Records shown section start
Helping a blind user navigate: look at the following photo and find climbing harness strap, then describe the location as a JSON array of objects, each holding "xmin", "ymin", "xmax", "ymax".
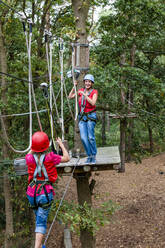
[
  {"xmin": 80, "ymin": 88, "xmax": 93, "ymax": 114},
  {"xmin": 29, "ymin": 154, "xmax": 52, "ymax": 210},
  {"xmin": 79, "ymin": 109, "xmax": 97, "ymax": 122},
  {"xmin": 78, "ymin": 89, "xmax": 97, "ymax": 122},
  {"xmin": 33, "ymin": 154, "xmax": 48, "ymax": 181}
]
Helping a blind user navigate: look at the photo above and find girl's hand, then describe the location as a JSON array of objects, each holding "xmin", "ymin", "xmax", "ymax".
[{"xmin": 56, "ymin": 137, "xmax": 63, "ymax": 146}]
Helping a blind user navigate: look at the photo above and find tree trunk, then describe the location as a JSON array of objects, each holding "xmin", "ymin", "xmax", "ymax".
[
  {"xmin": 72, "ymin": 0, "xmax": 90, "ymax": 156},
  {"xmin": 145, "ymin": 100, "xmax": 154, "ymax": 153},
  {"xmin": 74, "ymin": 173, "xmax": 95, "ymax": 248},
  {"xmin": 106, "ymin": 111, "xmax": 110, "ymax": 132},
  {"xmin": 119, "ymin": 119, "xmax": 126, "ymax": 172},
  {"xmin": 127, "ymin": 44, "xmax": 136, "ymax": 161},
  {"xmin": 0, "ymin": 21, "xmax": 14, "ymax": 248},
  {"xmin": 148, "ymin": 125, "xmax": 154, "ymax": 153},
  {"xmin": 119, "ymin": 54, "xmax": 126, "ymax": 172},
  {"xmin": 101, "ymin": 110, "xmax": 106, "ymax": 146}
]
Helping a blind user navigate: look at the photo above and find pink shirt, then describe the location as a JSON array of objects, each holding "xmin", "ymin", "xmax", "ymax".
[{"xmin": 26, "ymin": 152, "xmax": 61, "ymax": 197}]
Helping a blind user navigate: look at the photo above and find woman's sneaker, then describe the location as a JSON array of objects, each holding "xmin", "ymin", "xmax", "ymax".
[
  {"xmin": 91, "ymin": 156, "xmax": 96, "ymax": 164},
  {"xmin": 84, "ymin": 157, "xmax": 91, "ymax": 164}
]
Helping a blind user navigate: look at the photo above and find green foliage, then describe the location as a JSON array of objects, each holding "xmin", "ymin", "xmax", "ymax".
[{"xmin": 51, "ymin": 199, "xmax": 120, "ymax": 235}]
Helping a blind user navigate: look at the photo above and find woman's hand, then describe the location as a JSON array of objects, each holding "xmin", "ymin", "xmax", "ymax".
[
  {"xmin": 74, "ymin": 80, "xmax": 78, "ymax": 86},
  {"xmin": 79, "ymin": 90, "xmax": 87, "ymax": 97}
]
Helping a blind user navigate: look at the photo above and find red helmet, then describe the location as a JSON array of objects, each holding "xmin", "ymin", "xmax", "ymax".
[{"xmin": 31, "ymin": 131, "xmax": 49, "ymax": 152}]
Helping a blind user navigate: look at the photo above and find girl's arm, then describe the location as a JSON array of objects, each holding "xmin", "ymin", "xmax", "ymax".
[{"xmin": 56, "ymin": 137, "xmax": 70, "ymax": 162}]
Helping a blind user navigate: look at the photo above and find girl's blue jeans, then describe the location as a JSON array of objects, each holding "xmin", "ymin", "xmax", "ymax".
[
  {"xmin": 78, "ymin": 112, "xmax": 97, "ymax": 158},
  {"xmin": 27, "ymin": 192, "xmax": 53, "ymax": 234}
]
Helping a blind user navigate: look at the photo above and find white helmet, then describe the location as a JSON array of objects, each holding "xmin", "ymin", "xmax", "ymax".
[{"xmin": 84, "ymin": 74, "xmax": 94, "ymax": 83}]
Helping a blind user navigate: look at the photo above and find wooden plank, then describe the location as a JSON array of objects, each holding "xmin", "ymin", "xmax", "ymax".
[
  {"xmin": 58, "ymin": 146, "xmax": 120, "ymax": 167},
  {"xmin": 109, "ymin": 113, "xmax": 137, "ymax": 119},
  {"xmin": 13, "ymin": 146, "xmax": 121, "ymax": 176},
  {"xmin": 57, "ymin": 146, "xmax": 121, "ymax": 174}
]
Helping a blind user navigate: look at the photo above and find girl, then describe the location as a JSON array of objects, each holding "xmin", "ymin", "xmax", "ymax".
[{"xmin": 25, "ymin": 131, "xmax": 70, "ymax": 248}]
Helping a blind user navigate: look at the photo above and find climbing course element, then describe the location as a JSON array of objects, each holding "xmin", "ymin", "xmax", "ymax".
[
  {"xmin": 59, "ymin": 38, "xmax": 65, "ymax": 140},
  {"xmin": 44, "ymin": 30, "xmax": 56, "ymax": 148},
  {"xmin": 71, "ymin": 43, "xmax": 78, "ymax": 120}
]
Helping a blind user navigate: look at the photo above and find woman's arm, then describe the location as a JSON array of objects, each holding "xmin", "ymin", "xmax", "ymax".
[
  {"xmin": 68, "ymin": 81, "xmax": 78, "ymax": 99},
  {"xmin": 68, "ymin": 86, "xmax": 76, "ymax": 99},
  {"xmin": 56, "ymin": 137, "xmax": 70, "ymax": 162}
]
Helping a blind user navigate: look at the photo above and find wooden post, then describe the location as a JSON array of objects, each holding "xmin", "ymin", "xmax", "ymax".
[
  {"xmin": 74, "ymin": 173, "xmax": 96, "ymax": 248},
  {"xmin": 119, "ymin": 118, "xmax": 126, "ymax": 172},
  {"xmin": 64, "ymin": 226, "xmax": 72, "ymax": 248}
]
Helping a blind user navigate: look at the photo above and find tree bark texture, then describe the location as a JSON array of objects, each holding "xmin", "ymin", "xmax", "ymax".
[
  {"xmin": 0, "ymin": 21, "xmax": 14, "ymax": 248},
  {"xmin": 119, "ymin": 54, "xmax": 126, "ymax": 172},
  {"xmin": 74, "ymin": 173, "xmax": 95, "ymax": 248},
  {"xmin": 120, "ymin": 119, "xmax": 127, "ymax": 172},
  {"xmin": 127, "ymin": 44, "xmax": 136, "ymax": 161},
  {"xmin": 102, "ymin": 110, "xmax": 106, "ymax": 146}
]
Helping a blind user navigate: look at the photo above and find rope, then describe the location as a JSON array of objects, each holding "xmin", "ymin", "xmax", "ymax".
[
  {"xmin": 43, "ymin": 156, "xmax": 80, "ymax": 247},
  {"xmin": 63, "ymin": 80, "xmax": 74, "ymax": 120},
  {"xmin": 71, "ymin": 44, "xmax": 78, "ymax": 121},
  {"xmin": 52, "ymin": 88, "xmax": 62, "ymax": 124},
  {"xmin": 0, "ymin": 109, "xmax": 47, "ymax": 118},
  {"xmin": 31, "ymin": 84, "xmax": 43, "ymax": 131},
  {"xmin": 115, "ymin": 74, "xmax": 164, "ymax": 119},
  {"xmin": 45, "ymin": 31, "xmax": 57, "ymax": 149},
  {"xmin": 59, "ymin": 38, "xmax": 65, "ymax": 140},
  {"xmin": 24, "ymin": 21, "xmax": 43, "ymax": 132}
]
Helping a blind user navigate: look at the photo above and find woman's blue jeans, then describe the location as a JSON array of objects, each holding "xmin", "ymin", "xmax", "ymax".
[
  {"xmin": 27, "ymin": 192, "xmax": 53, "ymax": 234},
  {"xmin": 78, "ymin": 112, "xmax": 97, "ymax": 157}
]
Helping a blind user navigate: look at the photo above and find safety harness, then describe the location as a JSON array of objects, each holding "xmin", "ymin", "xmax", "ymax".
[
  {"xmin": 29, "ymin": 154, "xmax": 52, "ymax": 210},
  {"xmin": 79, "ymin": 89, "xmax": 96, "ymax": 122}
]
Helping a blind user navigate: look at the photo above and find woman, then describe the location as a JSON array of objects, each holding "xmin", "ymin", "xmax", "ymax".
[
  {"xmin": 25, "ymin": 131, "xmax": 70, "ymax": 248},
  {"xmin": 69, "ymin": 74, "xmax": 98, "ymax": 164}
]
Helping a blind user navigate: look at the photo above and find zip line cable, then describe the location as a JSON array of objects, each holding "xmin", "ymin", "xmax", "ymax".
[
  {"xmin": 0, "ymin": 71, "xmax": 32, "ymax": 84},
  {"xmin": 114, "ymin": 74, "xmax": 165, "ymax": 120},
  {"xmin": 59, "ymin": 38, "xmax": 65, "ymax": 140},
  {"xmin": 43, "ymin": 156, "xmax": 80, "ymax": 248}
]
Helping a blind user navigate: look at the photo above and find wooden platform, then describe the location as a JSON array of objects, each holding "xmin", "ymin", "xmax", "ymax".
[
  {"xmin": 109, "ymin": 113, "xmax": 137, "ymax": 119},
  {"xmin": 14, "ymin": 146, "xmax": 121, "ymax": 176},
  {"xmin": 57, "ymin": 146, "xmax": 121, "ymax": 174}
]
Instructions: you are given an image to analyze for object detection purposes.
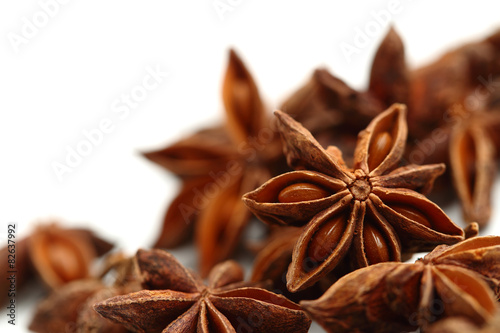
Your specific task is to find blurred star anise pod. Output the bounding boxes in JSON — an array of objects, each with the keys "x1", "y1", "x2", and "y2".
[
  {"x1": 29, "y1": 279, "x2": 106, "y2": 333},
  {"x1": 29, "y1": 254, "x2": 140, "y2": 333},
  {"x1": 301, "y1": 235, "x2": 500, "y2": 333},
  {"x1": 244, "y1": 104, "x2": 466, "y2": 292},
  {"x1": 406, "y1": 29, "x2": 500, "y2": 226},
  {"x1": 407, "y1": 29, "x2": 500, "y2": 140},
  {"x1": 94, "y1": 249, "x2": 311, "y2": 333},
  {"x1": 29, "y1": 223, "x2": 110, "y2": 288},
  {"x1": 143, "y1": 50, "x2": 283, "y2": 276},
  {"x1": 0, "y1": 222, "x2": 113, "y2": 304}
]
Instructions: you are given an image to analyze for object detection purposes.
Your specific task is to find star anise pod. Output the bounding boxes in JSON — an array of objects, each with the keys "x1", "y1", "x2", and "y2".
[
  {"x1": 29, "y1": 253, "x2": 141, "y2": 333},
  {"x1": 77, "y1": 287, "x2": 138, "y2": 333},
  {"x1": 281, "y1": 68, "x2": 382, "y2": 142},
  {"x1": 250, "y1": 227, "x2": 303, "y2": 286},
  {"x1": 30, "y1": 283, "x2": 137, "y2": 333},
  {"x1": 143, "y1": 50, "x2": 283, "y2": 276},
  {"x1": 29, "y1": 279, "x2": 106, "y2": 333},
  {"x1": 94, "y1": 249, "x2": 311, "y2": 333},
  {"x1": 243, "y1": 104, "x2": 466, "y2": 292},
  {"x1": 408, "y1": 29, "x2": 500, "y2": 140},
  {"x1": 368, "y1": 26, "x2": 410, "y2": 108},
  {"x1": 301, "y1": 235, "x2": 500, "y2": 333},
  {"x1": 29, "y1": 223, "x2": 104, "y2": 288},
  {"x1": 0, "y1": 222, "x2": 113, "y2": 305}
]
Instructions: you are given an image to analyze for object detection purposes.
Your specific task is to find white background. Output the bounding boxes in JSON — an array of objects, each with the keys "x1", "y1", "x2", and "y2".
[{"x1": 1, "y1": 1, "x2": 500, "y2": 332}]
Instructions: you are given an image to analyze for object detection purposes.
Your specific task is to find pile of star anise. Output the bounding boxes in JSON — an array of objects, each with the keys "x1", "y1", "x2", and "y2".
[{"x1": 6, "y1": 27, "x2": 500, "y2": 333}]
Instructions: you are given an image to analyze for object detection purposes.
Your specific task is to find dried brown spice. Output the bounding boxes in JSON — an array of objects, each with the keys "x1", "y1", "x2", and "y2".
[
  {"x1": 396, "y1": 28, "x2": 500, "y2": 228},
  {"x1": 407, "y1": 30, "x2": 500, "y2": 140},
  {"x1": 77, "y1": 255, "x2": 142, "y2": 333},
  {"x1": 281, "y1": 68, "x2": 382, "y2": 142},
  {"x1": 29, "y1": 279, "x2": 105, "y2": 333},
  {"x1": 29, "y1": 253, "x2": 140, "y2": 333},
  {"x1": 77, "y1": 287, "x2": 136, "y2": 333},
  {"x1": 302, "y1": 263, "x2": 413, "y2": 333},
  {"x1": 403, "y1": 28, "x2": 500, "y2": 223},
  {"x1": 143, "y1": 50, "x2": 283, "y2": 276},
  {"x1": 244, "y1": 104, "x2": 465, "y2": 292},
  {"x1": 408, "y1": 100, "x2": 500, "y2": 226},
  {"x1": 448, "y1": 105, "x2": 500, "y2": 226},
  {"x1": 250, "y1": 227, "x2": 303, "y2": 286},
  {"x1": 250, "y1": 226, "x2": 335, "y2": 302},
  {"x1": 29, "y1": 223, "x2": 98, "y2": 288},
  {"x1": 0, "y1": 222, "x2": 113, "y2": 305},
  {"x1": 301, "y1": 235, "x2": 500, "y2": 333},
  {"x1": 94, "y1": 249, "x2": 311, "y2": 333},
  {"x1": 281, "y1": 26, "x2": 500, "y2": 227},
  {"x1": 97, "y1": 252, "x2": 142, "y2": 288},
  {"x1": 368, "y1": 26, "x2": 409, "y2": 108},
  {"x1": 280, "y1": 70, "x2": 380, "y2": 169},
  {"x1": 280, "y1": 27, "x2": 408, "y2": 164}
]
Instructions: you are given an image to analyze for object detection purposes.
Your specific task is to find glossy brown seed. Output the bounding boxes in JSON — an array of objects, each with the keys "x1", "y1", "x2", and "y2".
[
  {"x1": 278, "y1": 183, "x2": 330, "y2": 203},
  {"x1": 308, "y1": 216, "x2": 346, "y2": 263},
  {"x1": 368, "y1": 131, "x2": 393, "y2": 170},
  {"x1": 391, "y1": 204, "x2": 432, "y2": 229},
  {"x1": 363, "y1": 224, "x2": 390, "y2": 265},
  {"x1": 47, "y1": 240, "x2": 86, "y2": 283}
]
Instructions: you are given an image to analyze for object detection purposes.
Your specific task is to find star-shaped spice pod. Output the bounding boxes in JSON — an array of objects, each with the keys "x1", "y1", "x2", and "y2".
[
  {"x1": 0, "y1": 222, "x2": 113, "y2": 305},
  {"x1": 243, "y1": 104, "x2": 466, "y2": 292},
  {"x1": 143, "y1": 50, "x2": 283, "y2": 276},
  {"x1": 29, "y1": 254, "x2": 140, "y2": 333},
  {"x1": 301, "y1": 235, "x2": 500, "y2": 333},
  {"x1": 94, "y1": 249, "x2": 311, "y2": 333}
]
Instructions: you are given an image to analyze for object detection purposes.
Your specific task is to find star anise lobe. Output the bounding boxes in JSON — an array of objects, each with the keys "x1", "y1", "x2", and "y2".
[{"x1": 278, "y1": 182, "x2": 331, "y2": 203}]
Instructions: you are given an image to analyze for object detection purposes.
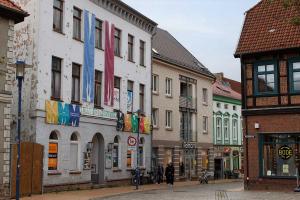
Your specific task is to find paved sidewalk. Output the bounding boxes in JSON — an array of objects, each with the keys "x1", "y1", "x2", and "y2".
[{"x1": 21, "y1": 179, "x2": 242, "y2": 200}]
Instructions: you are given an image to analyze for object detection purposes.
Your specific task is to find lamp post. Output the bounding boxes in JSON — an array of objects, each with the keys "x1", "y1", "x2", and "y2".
[
  {"x1": 15, "y1": 61, "x2": 25, "y2": 200},
  {"x1": 135, "y1": 109, "x2": 141, "y2": 190}
]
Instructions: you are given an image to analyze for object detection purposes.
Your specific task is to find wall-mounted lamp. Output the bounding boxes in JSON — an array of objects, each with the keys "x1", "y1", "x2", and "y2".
[
  {"x1": 107, "y1": 143, "x2": 113, "y2": 152},
  {"x1": 87, "y1": 142, "x2": 93, "y2": 152},
  {"x1": 254, "y1": 123, "x2": 260, "y2": 129}
]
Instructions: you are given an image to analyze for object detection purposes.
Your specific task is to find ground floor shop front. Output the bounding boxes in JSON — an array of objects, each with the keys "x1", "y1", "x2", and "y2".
[
  {"x1": 244, "y1": 114, "x2": 300, "y2": 190},
  {"x1": 34, "y1": 113, "x2": 151, "y2": 192},
  {"x1": 152, "y1": 140, "x2": 214, "y2": 180}
]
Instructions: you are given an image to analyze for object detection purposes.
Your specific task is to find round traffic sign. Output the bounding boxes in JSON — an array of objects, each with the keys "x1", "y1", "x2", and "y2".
[{"x1": 128, "y1": 136, "x2": 137, "y2": 146}]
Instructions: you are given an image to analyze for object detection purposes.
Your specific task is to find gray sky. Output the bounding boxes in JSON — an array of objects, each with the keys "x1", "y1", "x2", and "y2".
[{"x1": 122, "y1": 0, "x2": 260, "y2": 81}]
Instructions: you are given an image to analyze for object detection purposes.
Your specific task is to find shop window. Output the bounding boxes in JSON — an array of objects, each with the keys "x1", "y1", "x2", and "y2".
[
  {"x1": 53, "y1": 0, "x2": 63, "y2": 32},
  {"x1": 289, "y1": 58, "x2": 300, "y2": 93},
  {"x1": 254, "y1": 61, "x2": 277, "y2": 95},
  {"x1": 70, "y1": 132, "x2": 79, "y2": 171},
  {"x1": 202, "y1": 151, "x2": 208, "y2": 170},
  {"x1": 48, "y1": 131, "x2": 59, "y2": 171},
  {"x1": 139, "y1": 138, "x2": 145, "y2": 167},
  {"x1": 127, "y1": 150, "x2": 132, "y2": 168},
  {"x1": 113, "y1": 136, "x2": 120, "y2": 168},
  {"x1": 73, "y1": 7, "x2": 82, "y2": 40},
  {"x1": 260, "y1": 134, "x2": 300, "y2": 177}
]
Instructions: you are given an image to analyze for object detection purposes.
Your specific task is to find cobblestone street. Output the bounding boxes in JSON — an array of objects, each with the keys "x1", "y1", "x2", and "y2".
[{"x1": 94, "y1": 182, "x2": 300, "y2": 200}]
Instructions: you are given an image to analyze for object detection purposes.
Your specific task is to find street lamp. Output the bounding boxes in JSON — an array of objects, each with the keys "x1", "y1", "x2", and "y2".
[
  {"x1": 135, "y1": 109, "x2": 142, "y2": 190},
  {"x1": 15, "y1": 61, "x2": 25, "y2": 200}
]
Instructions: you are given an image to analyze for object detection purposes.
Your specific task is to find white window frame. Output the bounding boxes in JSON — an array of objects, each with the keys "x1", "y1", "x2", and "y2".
[
  {"x1": 152, "y1": 74, "x2": 159, "y2": 94},
  {"x1": 232, "y1": 118, "x2": 238, "y2": 140},
  {"x1": 113, "y1": 137, "x2": 120, "y2": 169},
  {"x1": 165, "y1": 110, "x2": 172, "y2": 129},
  {"x1": 152, "y1": 108, "x2": 159, "y2": 128},
  {"x1": 203, "y1": 116, "x2": 208, "y2": 134},
  {"x1": 70, "y1": 133, "x2": 79, "y2": 171},
  {"x1": 165, "y1": 78, "x2": 172, "y2": 97},
  {"x1": 224, "y1": 118, "x2": 229, "y2": 141},
  {"x1": 202, "y1": 88, "x2": 208, "y2": 104},
  {"x1": 216, "y1": 117, "x2": 222, "y2": 141}
]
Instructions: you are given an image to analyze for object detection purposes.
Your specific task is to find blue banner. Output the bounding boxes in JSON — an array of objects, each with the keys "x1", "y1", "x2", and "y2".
[
  {"x1": 69, "y1": 104, "x2": 80, "y2": 127},
  {"x1": 58, "y1": 102, "x2": 70, "y2": 125},
  {"x1": 82, "y1": 10, "x2": 95, "y2": 103}
]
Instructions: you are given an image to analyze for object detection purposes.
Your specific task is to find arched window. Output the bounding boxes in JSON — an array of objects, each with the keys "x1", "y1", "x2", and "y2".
[
  {"x1": 139, "y1": 137, "x2": 145, "y2": 167},
  {"x1": 70, "y1": 132, "x2": 79, "y2": 171},
  {"x1": 224, "y1": 118, "x2": 230, "y2": 141},
  {"x1": 48, "y1": 131, "x2": 59, "y2": 171},
  {"x1": 232, "y1": 119, "x2": 238, "y2": 141},
  {"x1": 113, "y1": 136, "x2": 120, "y2": 168},
  {"x1": 216, "y1": 117, "x2": 222, "y2": 141}
]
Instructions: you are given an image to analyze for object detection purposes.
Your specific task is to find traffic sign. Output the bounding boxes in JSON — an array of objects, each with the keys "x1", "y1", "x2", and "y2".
[{"x1": 127, "y1": 136, "x2": 137, "y2": 151}]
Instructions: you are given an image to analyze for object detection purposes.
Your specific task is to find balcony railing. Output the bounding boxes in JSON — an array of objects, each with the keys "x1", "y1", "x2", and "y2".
[{"x1": 179, "y1": 96, "x2": 196, "y2": 109}]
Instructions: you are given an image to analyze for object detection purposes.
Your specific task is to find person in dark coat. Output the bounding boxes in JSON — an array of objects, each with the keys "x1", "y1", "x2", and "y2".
[
  {"x1": 165, "y1": 163, "x2": 175, "y2": 189},
  {"x1": 156, "y1": 164, "x2": 164, "y2": 184}
]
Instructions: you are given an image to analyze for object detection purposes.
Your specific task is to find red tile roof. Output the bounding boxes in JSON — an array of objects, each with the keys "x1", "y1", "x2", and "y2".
[
  {"x1": 223, "y1": 77, "x2": 241, "y2": 94},
  {"x1": 0, "y1": 0, "x2": 25, "y2": 13},
  {"x1": 235, "y1": 0, "x2": 300, "y2": 57},
  {"x1": 213, "y1": 76, "x2": 241, "y2": 101}
]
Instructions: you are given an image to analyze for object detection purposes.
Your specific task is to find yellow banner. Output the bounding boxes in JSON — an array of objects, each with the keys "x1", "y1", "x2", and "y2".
[
  {"x1": 124, "y1": 114, "x2": 132, "y2": 132},
  {"x1": 144, "y1": 117, "x2": 151, "y2": 134},
  {"x1": 45, "y1": 100, "x2": 58, "y2": 124}
]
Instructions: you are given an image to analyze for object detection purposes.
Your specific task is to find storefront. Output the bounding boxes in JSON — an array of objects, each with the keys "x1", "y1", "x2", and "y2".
[{"x1": 259, "y1": 134, "x2": 300, "y2": 178}]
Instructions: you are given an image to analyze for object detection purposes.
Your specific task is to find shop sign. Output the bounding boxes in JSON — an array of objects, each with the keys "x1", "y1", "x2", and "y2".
[
  {"x1": 182, "y1": 142, "x2": 196, "y2": 149},
  {"x1": 278, "y1": 145, "x2": 293, "y2": 160},
  {"x1": 224, "y1": 147, "x2": 231, "y2": 153},
  {"x1": 80, "y1": 106, "x2": 117, "y2": 120}
]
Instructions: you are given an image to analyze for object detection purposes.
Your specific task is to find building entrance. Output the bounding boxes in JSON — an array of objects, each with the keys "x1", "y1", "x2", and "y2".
[{"x1": 91, "y1": 133, "x2": 105, "y2": 184}]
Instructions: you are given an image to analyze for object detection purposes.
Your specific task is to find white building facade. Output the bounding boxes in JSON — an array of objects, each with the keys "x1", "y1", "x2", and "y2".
[{"x1": 12, "y1": 0, "x2": 156, "y2": 191}]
Records shown section end
Write out, please, only the lines from the one with "Your specific task is to find building" through the last line above, both included and unchanged.

Exercise solution:
Your specific task is to find building entrance. Output the bounding boxes in JSON — an array of objects, each with the keys "x1", "y1", "x2", and "y2".
[{"x1": 91, "y1": 133, "x2": 105, "y2": 184}]
Instructions: you are given an image to analyze for object detection purposes.
Your specific task is to find white building facade. Output the bounding boxes in JSON — an array of objects, each with the keys "x1", "y1", "x2", and "y2".
[{"x1": 12, "y1": 0, "x2": 156, "y2": 191}]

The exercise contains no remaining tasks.